_WRITTEN TASK 1_:
Extract part of the article below on getting along with Gen Z. Begin at the words "July 6, 2026" and stop after "complicated than expected.".

Coffee With Noubikko: How to Co-exist—and Enjoy—Life With Gen Z
In the third installment of Coffee With Noubikko, the designer reflects on emojis, short attention spans, digital language and the art of integrating with a generation that can edit a video faster than he can order coffee.
July 6, 2026 - Prague, Czech Republic — Integrating with Generation Z does not require changing your hairstyle, learning the latest dance challenge or pretending to understand every new word that appears on social media, according to designer, and media personality Noubikko.
It does, however, require patience, curiosity and the humility to admit that the meaning of a simple thumbs-up emoji may be more complicated than expected.
“In the past, a thumbs-up meant everything was fine,” Noubikko says. “Now, apparently, it can mean that everything is not fine. I am still investigating.”
In the third installment of Coffee With Noubikko, he discusses what it means to communicate, work and build friendships with Generation Z without trying to become a member of it.
“I am not trying to be Gen Z,” he says. “First of all, I do not have the energy. Second, they would immediately know I was pretending.”
For Noubikko, successful integration begins not with imitation, but with genuine interest.
“You do not connect with younger people by dressing like them, speaking like them or using words you do not fully understand,” he says. “You connect by listening to them.”

_DATASET ROWS_:
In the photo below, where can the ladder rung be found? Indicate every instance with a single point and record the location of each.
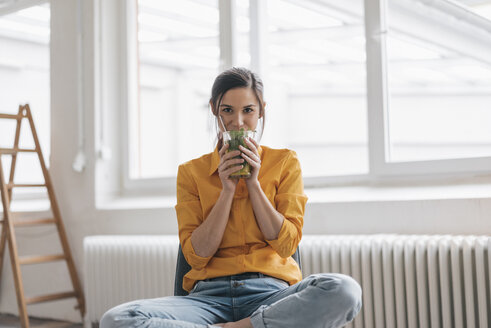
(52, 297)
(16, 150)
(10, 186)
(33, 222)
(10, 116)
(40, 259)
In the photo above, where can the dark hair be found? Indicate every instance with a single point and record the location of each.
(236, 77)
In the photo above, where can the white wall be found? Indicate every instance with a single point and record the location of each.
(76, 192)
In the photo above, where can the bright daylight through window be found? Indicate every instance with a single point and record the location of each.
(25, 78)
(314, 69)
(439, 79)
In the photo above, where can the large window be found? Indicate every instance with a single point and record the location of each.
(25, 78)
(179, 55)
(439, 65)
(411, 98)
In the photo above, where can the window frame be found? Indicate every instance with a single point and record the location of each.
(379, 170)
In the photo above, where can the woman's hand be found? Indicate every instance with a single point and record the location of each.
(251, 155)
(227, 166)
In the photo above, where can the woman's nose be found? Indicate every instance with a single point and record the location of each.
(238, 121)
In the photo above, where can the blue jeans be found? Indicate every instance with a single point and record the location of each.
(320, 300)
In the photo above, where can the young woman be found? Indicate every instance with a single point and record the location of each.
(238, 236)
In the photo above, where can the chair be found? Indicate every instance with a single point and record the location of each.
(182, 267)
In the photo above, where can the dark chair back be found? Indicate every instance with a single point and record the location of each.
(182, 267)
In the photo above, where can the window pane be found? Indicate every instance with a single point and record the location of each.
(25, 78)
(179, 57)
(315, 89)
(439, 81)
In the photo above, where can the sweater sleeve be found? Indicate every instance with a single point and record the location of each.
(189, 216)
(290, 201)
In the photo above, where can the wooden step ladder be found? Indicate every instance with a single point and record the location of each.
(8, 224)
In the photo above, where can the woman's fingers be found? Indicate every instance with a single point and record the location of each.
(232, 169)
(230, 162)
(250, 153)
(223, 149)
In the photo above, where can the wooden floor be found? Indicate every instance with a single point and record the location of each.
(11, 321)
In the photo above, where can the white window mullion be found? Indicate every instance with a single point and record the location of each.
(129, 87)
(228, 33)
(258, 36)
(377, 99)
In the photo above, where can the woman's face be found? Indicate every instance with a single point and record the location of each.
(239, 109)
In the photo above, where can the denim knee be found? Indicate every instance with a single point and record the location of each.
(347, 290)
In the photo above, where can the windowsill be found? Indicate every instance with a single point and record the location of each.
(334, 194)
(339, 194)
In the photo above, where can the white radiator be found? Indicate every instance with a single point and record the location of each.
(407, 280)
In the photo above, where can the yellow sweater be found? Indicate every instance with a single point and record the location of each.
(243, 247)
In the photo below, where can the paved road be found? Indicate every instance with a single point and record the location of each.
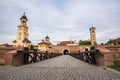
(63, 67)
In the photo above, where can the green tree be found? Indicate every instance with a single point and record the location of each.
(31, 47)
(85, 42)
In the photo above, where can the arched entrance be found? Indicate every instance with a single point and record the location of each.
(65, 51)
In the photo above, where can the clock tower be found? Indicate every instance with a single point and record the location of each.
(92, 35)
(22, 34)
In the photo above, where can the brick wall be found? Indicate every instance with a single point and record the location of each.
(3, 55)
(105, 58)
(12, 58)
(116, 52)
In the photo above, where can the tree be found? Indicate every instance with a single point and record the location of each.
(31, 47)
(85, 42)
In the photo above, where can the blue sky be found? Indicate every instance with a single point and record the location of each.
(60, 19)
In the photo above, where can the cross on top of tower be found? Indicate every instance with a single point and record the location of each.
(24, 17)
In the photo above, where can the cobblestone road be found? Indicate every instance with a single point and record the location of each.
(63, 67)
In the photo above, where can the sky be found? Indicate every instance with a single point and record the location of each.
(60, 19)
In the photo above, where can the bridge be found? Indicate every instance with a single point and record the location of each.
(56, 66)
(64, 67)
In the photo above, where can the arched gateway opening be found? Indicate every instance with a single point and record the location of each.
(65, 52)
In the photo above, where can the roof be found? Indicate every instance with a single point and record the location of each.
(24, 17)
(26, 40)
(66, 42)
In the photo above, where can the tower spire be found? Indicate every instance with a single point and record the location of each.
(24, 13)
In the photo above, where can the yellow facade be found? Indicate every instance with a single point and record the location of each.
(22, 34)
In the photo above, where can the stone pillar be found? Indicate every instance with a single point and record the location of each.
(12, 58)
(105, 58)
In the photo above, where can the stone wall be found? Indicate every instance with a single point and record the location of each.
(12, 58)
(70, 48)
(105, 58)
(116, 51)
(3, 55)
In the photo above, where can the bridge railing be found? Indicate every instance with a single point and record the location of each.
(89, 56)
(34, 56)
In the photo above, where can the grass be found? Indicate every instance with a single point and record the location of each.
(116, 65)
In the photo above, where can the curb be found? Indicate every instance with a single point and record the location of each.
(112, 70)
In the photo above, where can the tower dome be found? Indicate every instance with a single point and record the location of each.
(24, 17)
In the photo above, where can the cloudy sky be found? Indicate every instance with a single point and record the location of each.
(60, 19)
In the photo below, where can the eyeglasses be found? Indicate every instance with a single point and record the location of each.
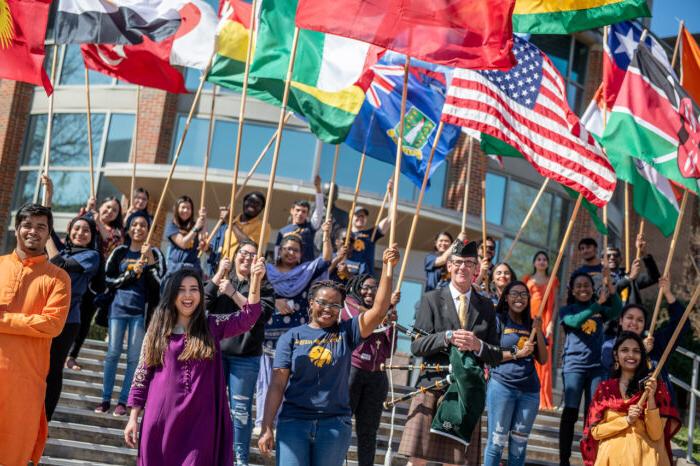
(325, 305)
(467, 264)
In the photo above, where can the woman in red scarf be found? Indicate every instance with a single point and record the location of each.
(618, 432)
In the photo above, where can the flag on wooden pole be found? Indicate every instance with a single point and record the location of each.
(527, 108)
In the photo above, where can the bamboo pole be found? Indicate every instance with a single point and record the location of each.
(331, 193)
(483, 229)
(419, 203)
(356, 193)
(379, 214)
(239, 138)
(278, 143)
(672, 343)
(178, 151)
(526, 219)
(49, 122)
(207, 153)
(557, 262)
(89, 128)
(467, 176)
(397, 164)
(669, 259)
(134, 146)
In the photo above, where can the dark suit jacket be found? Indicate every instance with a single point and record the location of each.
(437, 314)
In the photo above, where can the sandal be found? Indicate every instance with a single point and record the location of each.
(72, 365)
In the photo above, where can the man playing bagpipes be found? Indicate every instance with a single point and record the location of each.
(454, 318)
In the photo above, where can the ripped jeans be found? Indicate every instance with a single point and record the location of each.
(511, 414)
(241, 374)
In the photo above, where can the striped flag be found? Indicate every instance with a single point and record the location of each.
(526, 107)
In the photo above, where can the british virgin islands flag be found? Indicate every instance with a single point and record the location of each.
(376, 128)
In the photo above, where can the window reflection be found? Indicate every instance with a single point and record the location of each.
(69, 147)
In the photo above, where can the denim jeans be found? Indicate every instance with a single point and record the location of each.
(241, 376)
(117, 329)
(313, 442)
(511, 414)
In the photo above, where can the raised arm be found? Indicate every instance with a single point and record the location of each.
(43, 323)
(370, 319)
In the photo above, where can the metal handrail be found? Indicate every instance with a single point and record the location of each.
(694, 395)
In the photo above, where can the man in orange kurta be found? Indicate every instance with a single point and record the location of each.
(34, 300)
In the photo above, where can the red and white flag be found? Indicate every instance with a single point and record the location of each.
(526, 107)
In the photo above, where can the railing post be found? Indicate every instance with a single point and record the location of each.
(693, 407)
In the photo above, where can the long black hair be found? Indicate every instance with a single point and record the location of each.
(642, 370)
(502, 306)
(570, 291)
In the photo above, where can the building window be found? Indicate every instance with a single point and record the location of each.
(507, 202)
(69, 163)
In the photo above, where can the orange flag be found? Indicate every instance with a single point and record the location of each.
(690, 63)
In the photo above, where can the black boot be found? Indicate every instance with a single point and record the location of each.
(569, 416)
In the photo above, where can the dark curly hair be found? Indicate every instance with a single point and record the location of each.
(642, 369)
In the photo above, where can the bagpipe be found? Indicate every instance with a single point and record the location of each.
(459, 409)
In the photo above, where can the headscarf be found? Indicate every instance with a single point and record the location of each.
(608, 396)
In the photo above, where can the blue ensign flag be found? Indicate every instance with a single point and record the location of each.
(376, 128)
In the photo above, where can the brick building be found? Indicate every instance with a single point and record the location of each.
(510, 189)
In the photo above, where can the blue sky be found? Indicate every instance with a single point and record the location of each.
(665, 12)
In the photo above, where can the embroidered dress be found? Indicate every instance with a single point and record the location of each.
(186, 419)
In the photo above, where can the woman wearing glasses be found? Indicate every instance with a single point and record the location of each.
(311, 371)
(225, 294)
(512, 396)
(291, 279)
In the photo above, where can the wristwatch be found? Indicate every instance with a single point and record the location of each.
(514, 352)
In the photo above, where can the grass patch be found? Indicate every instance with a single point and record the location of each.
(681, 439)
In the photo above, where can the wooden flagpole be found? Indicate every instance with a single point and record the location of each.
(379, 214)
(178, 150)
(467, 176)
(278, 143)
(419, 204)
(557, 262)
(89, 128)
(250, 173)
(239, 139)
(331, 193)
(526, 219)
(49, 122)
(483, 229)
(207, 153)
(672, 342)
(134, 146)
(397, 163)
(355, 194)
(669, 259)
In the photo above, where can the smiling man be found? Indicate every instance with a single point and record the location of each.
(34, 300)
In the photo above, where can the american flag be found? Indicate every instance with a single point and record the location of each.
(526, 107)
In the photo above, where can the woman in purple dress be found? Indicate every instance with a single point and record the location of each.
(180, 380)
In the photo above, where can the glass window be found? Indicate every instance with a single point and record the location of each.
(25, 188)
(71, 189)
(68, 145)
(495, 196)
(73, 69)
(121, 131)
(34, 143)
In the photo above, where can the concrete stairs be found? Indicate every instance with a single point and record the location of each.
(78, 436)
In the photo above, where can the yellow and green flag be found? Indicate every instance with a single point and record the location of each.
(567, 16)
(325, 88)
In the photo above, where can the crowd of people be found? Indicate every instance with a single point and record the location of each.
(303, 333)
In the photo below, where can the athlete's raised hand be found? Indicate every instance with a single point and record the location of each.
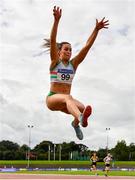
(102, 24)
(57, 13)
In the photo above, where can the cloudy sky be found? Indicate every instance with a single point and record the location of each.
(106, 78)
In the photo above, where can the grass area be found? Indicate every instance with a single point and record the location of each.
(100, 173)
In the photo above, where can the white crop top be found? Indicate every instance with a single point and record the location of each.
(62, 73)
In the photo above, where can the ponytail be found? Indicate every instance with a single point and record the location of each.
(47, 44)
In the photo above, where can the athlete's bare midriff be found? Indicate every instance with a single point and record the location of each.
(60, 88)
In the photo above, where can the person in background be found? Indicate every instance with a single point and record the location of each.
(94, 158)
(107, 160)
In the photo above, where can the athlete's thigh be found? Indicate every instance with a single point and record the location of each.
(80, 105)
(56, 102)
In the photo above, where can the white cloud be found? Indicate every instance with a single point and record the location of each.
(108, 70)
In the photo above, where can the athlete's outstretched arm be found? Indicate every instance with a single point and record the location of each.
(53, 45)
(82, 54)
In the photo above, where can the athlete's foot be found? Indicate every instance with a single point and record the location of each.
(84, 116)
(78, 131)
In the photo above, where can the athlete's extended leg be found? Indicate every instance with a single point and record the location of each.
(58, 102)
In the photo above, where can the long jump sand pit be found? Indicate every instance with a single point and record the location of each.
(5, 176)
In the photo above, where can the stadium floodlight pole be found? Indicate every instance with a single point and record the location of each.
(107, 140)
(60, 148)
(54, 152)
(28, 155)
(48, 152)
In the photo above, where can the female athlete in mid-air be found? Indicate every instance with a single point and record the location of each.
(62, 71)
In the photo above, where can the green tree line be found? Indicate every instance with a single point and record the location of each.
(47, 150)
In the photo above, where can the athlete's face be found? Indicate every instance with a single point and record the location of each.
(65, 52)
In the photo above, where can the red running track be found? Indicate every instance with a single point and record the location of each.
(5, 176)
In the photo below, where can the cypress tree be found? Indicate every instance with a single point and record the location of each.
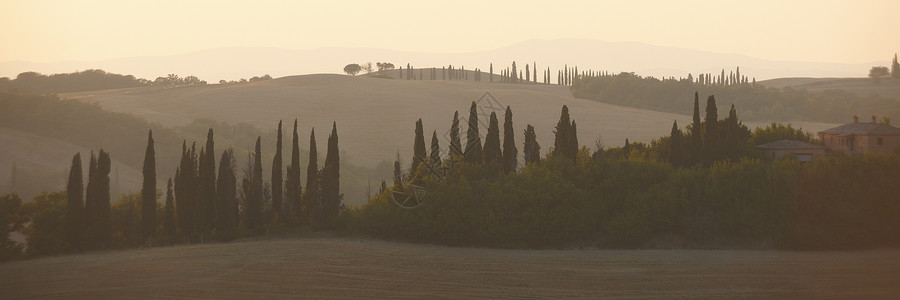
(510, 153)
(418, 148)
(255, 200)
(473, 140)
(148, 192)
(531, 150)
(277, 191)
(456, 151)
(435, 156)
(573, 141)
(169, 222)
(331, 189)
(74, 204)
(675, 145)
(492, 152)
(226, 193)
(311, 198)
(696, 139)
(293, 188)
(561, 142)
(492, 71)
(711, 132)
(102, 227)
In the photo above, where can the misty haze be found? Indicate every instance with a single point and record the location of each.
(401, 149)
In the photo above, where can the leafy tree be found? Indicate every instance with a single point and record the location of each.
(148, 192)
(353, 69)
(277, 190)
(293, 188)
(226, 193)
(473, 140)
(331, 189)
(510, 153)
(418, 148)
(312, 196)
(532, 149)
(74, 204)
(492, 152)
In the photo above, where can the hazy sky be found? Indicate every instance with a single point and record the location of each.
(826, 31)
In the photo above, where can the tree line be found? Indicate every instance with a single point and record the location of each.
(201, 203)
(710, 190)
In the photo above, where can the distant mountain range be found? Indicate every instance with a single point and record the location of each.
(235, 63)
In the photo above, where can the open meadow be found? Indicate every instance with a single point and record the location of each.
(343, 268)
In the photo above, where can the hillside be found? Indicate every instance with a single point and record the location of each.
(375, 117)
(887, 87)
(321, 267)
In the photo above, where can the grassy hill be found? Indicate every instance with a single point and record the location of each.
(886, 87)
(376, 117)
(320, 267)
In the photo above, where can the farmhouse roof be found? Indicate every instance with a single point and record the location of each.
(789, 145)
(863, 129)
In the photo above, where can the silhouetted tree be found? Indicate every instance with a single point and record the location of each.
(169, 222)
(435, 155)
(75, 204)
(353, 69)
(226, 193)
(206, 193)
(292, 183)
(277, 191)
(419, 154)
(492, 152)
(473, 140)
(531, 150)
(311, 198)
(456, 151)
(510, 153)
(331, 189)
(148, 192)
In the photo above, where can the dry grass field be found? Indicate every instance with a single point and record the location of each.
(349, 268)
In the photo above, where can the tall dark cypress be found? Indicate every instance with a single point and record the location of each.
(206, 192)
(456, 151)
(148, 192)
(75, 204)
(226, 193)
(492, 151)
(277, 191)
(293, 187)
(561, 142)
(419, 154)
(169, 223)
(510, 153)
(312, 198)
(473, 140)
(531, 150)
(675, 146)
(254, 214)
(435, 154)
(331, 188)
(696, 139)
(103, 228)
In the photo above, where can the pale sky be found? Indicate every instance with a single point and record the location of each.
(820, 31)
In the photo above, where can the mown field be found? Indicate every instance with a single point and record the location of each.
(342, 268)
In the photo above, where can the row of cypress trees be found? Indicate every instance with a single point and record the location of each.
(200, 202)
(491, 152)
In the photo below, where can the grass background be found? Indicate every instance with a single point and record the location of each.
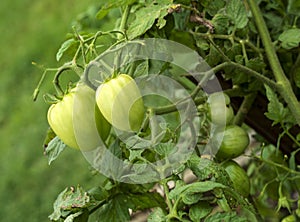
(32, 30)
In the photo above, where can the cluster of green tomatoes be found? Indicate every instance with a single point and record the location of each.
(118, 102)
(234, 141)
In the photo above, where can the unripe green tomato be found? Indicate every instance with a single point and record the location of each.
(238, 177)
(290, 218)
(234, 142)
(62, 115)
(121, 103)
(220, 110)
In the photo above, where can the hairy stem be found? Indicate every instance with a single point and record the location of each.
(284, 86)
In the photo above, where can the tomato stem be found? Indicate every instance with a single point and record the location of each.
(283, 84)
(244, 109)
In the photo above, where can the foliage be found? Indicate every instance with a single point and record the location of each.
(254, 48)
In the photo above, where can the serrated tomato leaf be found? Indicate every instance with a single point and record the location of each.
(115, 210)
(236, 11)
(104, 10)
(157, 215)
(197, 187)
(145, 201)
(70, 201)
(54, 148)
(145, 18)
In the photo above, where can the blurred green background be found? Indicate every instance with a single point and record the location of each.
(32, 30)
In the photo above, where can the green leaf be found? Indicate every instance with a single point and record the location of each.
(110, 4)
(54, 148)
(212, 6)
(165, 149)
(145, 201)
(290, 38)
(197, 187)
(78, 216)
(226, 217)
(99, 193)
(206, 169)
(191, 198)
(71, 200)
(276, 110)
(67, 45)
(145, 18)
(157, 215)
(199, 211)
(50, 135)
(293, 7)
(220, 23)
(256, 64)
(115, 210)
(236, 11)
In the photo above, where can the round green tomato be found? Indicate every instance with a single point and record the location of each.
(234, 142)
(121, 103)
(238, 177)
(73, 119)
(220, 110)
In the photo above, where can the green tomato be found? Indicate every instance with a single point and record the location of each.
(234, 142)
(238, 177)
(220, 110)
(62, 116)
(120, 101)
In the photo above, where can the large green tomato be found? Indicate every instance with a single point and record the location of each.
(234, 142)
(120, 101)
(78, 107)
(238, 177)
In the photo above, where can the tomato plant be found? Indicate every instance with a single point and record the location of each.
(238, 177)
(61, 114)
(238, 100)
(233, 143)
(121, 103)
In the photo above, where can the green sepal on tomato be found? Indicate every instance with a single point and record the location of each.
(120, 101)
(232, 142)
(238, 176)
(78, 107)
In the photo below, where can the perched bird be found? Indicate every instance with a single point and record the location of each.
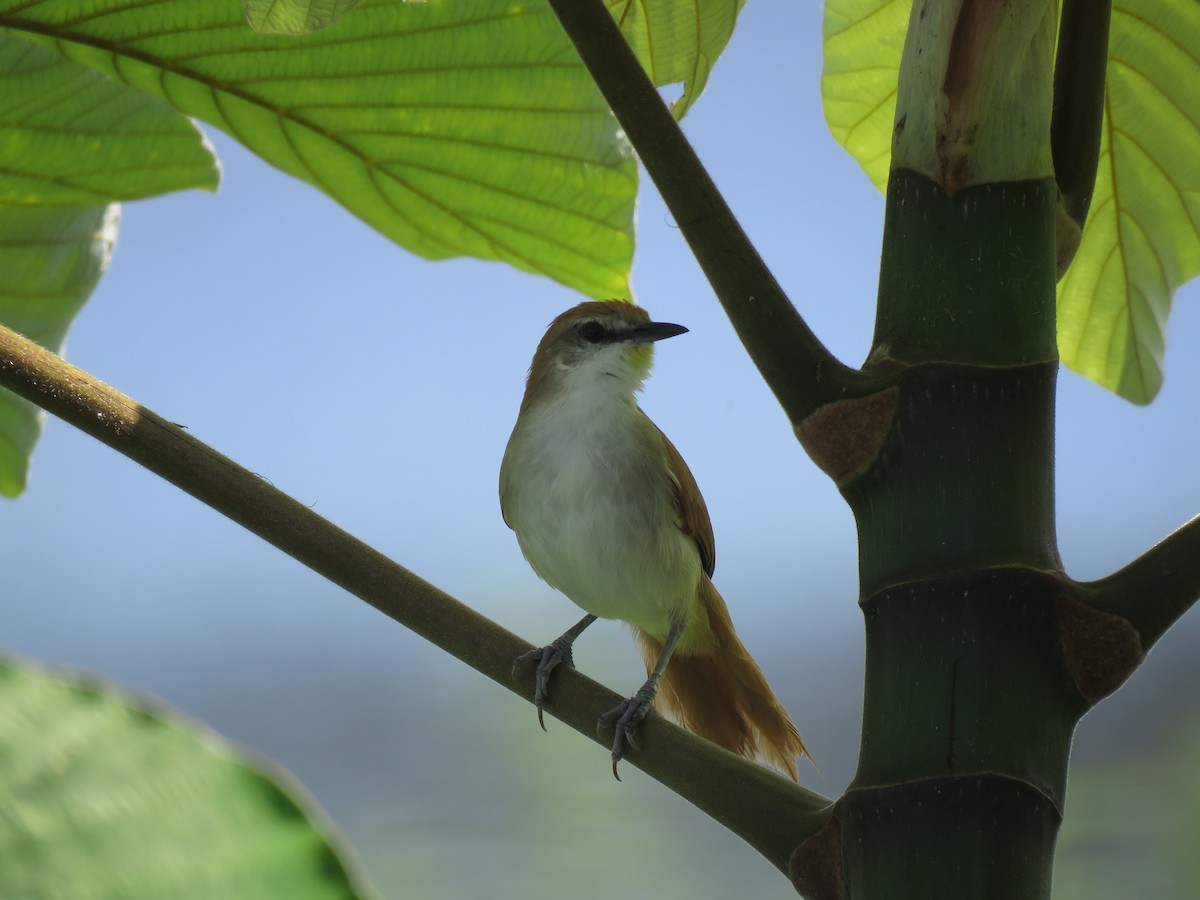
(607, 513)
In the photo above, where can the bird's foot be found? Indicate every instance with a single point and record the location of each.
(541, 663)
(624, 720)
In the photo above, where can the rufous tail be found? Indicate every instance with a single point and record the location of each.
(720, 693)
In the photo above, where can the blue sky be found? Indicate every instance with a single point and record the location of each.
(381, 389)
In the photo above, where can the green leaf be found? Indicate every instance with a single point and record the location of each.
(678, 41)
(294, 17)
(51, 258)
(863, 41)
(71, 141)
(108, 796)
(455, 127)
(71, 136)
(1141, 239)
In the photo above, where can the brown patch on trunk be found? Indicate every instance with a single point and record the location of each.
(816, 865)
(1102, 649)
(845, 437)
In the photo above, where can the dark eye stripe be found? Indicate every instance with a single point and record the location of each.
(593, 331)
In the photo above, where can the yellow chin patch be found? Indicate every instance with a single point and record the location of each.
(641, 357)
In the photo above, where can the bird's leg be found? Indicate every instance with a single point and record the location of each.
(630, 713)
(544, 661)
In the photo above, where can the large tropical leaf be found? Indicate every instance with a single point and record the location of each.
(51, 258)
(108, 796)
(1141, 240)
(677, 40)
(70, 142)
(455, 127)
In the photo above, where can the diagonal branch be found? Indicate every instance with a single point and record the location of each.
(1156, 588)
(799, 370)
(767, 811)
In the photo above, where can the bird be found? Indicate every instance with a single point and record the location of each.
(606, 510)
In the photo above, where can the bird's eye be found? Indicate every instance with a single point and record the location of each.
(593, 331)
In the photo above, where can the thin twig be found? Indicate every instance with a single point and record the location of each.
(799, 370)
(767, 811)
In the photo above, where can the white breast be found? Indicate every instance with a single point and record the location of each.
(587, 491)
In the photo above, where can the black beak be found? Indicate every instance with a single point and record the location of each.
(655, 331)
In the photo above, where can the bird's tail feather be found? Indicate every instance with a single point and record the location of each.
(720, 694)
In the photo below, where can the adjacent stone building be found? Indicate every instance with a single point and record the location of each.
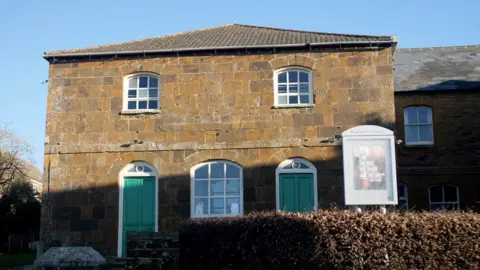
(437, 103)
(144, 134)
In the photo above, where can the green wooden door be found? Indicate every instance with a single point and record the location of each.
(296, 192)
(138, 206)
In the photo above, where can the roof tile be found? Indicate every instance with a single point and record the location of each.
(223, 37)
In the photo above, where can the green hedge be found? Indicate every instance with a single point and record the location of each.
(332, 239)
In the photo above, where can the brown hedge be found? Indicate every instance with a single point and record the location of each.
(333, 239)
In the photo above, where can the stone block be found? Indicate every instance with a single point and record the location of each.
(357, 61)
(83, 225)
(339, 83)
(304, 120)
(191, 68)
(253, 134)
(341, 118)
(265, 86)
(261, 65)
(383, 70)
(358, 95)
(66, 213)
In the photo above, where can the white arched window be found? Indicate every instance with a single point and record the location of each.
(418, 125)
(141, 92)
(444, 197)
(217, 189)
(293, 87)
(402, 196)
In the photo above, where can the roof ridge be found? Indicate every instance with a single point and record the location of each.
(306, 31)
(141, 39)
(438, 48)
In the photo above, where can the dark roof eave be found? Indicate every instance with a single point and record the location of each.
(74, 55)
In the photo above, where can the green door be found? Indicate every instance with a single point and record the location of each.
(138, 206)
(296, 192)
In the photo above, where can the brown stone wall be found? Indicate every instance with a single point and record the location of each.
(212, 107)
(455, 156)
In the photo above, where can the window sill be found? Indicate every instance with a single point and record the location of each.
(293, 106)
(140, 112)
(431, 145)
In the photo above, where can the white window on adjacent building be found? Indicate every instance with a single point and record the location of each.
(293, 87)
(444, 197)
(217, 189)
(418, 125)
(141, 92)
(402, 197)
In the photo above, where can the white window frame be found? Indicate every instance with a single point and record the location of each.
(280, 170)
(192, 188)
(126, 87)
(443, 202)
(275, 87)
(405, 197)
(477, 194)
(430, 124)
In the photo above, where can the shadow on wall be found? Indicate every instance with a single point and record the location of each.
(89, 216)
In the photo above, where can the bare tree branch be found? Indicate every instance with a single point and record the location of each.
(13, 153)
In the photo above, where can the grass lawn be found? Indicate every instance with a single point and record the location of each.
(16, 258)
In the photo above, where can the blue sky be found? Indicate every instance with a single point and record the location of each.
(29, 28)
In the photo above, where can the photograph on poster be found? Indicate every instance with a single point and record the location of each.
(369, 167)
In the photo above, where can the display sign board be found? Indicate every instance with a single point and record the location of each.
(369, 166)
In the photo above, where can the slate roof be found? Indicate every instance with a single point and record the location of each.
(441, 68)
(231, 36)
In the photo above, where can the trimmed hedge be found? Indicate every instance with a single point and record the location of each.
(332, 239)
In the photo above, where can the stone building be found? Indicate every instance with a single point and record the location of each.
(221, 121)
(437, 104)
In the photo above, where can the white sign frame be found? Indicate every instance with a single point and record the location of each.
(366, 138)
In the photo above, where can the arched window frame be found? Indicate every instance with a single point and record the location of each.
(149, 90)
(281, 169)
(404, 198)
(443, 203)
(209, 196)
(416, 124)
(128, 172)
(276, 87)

_WRITTEN TASK 2_:
Pick out every line in the rows above that contains the word "large", and copy each one as it appears.

_FINAL ANSWER 1_:
July 6, 2026 - Prague, Czech Republic — Integrating with Generation Z does not require changing your hairstyle, learning the latest dance challenge or pretending to understand every new word that appears on social media, according to designer, and media personality Noubikko.
It does, however, require patience, curiosity and the humility to admit that the meaning of a simple thumbs-up emoji may be more complicated than expected.

_FINAL ANSWER 2_:
In the photo above, where can the large window be found? Indicate every instance with a single point and record the location of each.
In the photo above, where can the large green tomato be found? Indicate every instance with a single point and record the location of each.
In the photo above, where can the large tropical leaf be found? Indicate every instance with a single point and record the location of each.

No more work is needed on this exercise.